- [EXERCISE PROMPT] Reproduce only the lines from the one containing "for every instance of the plant" through the end of the listing, requests included. Scale each coordinate in the answers by 1.6, rounding to the nearest whole number with halves rounded up.

- [ENTRIES SUPPLIED]
* * *

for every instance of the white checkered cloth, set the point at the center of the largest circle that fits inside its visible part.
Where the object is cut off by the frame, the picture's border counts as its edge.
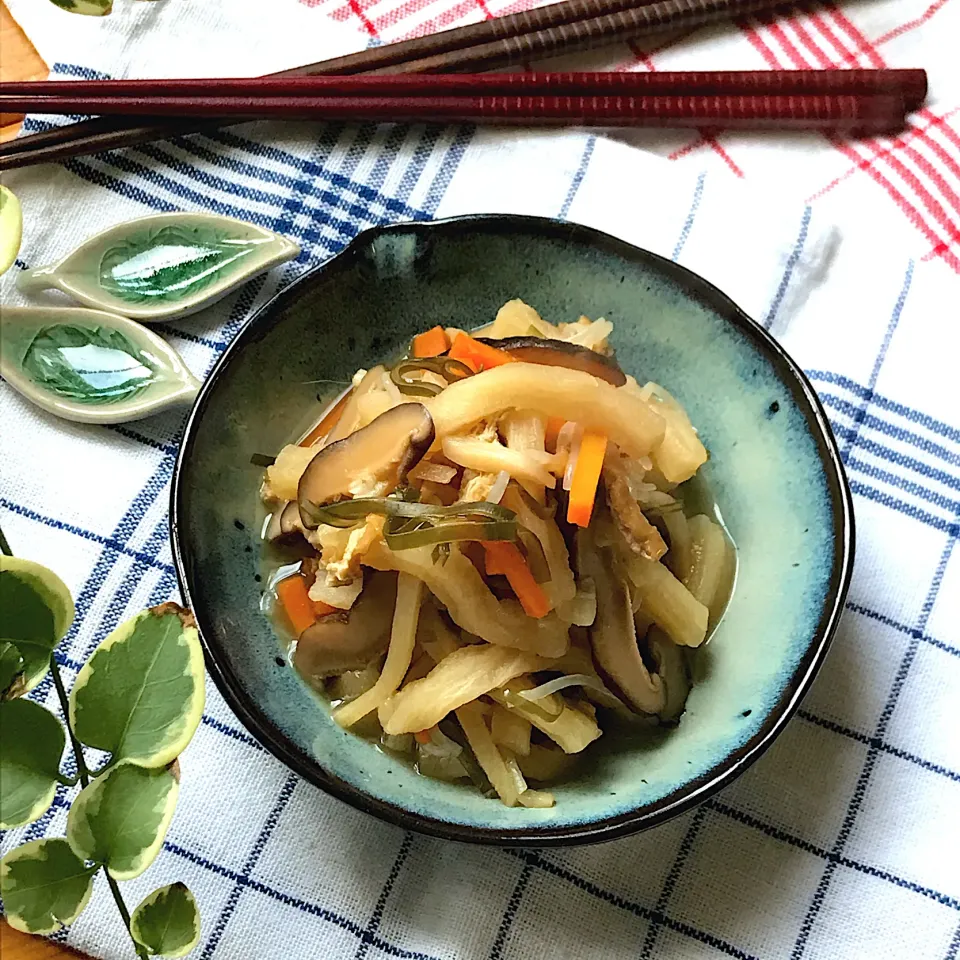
(841, 843)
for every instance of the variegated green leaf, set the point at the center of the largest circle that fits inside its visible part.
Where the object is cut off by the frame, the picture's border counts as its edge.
(44, 886)
(140, 696)
(89, 8)
(37, 612)
(31, 744)
(167, 922)
(11, 227)
(121, 818)
(11, 670)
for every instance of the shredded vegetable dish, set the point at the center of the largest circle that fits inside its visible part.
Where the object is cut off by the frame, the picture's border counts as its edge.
(491, 553)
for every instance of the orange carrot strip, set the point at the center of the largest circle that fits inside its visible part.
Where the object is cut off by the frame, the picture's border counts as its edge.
(491, 564)
(328, 422)
(554, 426)
(507, 556)
(586, 475)
(431, 344)
(297, 605)
(478, 356)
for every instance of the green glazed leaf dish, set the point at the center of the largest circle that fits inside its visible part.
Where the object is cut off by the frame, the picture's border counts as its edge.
(168, 265)
(11, 227)
(89, 8)
(773, 469)
(91, 366)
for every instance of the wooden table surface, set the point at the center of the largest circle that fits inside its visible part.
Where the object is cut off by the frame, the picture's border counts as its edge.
(18, 946)
(20, 61)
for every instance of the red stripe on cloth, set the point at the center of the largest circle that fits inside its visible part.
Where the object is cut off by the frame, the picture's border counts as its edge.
(910, 24)
(916, 218)
(758, 43)
(902, 144)
(486, 10)
(821, 59)
(707, 139)
(358, 12)
(445, 18)
(934, 123)
(927, 200)
(776, 31)
(856, 34)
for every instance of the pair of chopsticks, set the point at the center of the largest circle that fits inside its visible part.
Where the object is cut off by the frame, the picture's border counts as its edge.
(559, 28)
(860, 100)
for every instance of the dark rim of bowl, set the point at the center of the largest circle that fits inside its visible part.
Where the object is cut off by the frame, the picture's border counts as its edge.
(619, 825)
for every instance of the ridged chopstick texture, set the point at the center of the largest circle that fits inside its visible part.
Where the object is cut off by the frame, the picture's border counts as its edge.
(909, 84)
(564, 27)
(557, 28)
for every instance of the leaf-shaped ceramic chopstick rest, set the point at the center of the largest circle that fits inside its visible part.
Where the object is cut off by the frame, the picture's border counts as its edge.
(90, 366)
(167, 265)
(11, 224)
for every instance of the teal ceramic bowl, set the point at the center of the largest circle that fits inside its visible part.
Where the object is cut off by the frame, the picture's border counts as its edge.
(774, 470)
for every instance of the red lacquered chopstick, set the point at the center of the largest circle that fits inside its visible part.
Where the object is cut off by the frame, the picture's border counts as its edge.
(909, 84)
(743, 112)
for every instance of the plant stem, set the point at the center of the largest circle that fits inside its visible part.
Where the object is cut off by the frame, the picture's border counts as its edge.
(83, 773)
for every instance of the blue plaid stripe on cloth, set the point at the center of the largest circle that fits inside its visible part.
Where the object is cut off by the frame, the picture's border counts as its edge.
(841, 843)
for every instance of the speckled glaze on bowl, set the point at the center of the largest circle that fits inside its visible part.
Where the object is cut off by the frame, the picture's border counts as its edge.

* * *

- [FINISHED ANSWER]
for every instance of the plant stem, set the point at the center of the largest circle that fits inside its visible part.
Where the object is cut off by the frame, the picture's border counts as its edge.
(133, 1237)
for every instance of the blue plaid stripe on cloth, set the point at the center of the largest circle that fits inside its visible part.
Where the object is cut off by the frame, the picture's border counts as its edge.
(1346, 1349)
for every instance of the speckled glaze on bowl, set the point at the center of the largest circle that fits inside its visible part.
Where the object is cut off by the frame, the picture's border counts as its edge.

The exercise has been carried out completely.